* Work to be completed: Format the lines below as a numbered list, skipping any blank lines and leaving the pictures out.

(Dataset excerpt)
↓
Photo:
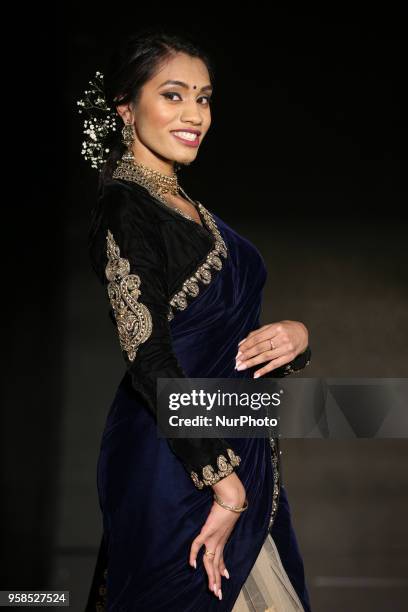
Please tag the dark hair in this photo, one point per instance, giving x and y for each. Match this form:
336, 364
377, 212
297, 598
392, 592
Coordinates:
131, 66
↑
* Finished answer:
1. Photo:
2. Please tag the dark hair in this photo, one point per instance, giving x and y for each. Match this form:
3. 336, 364
4. 377, 212
5. 297, 598
6. 392, 592
7. Coordinates:
8. 131, 66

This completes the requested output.